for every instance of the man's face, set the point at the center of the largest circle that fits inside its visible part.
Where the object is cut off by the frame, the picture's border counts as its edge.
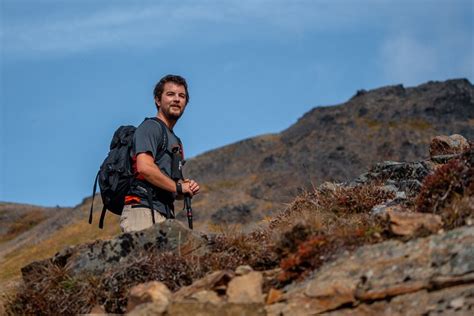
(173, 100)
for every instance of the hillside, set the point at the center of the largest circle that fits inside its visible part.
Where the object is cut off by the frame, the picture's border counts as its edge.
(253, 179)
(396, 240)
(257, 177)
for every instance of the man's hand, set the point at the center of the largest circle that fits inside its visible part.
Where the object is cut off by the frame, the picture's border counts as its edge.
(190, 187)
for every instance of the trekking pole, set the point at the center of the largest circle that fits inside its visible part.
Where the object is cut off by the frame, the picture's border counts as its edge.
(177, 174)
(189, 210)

■ ■ ■ ■

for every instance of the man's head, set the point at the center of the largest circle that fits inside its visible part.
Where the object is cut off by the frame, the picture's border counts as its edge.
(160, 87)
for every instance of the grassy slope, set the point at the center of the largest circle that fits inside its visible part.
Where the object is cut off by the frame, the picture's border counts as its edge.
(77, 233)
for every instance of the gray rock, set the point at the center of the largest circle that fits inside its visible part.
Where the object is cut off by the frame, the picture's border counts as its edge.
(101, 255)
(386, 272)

■ ■ ■ ■

§ **ACTIVITY**: How many lines in the records above contain the word "that"? Answer with the number alone.

§ **RESPONSE FOR THIS EXERCISE**: 7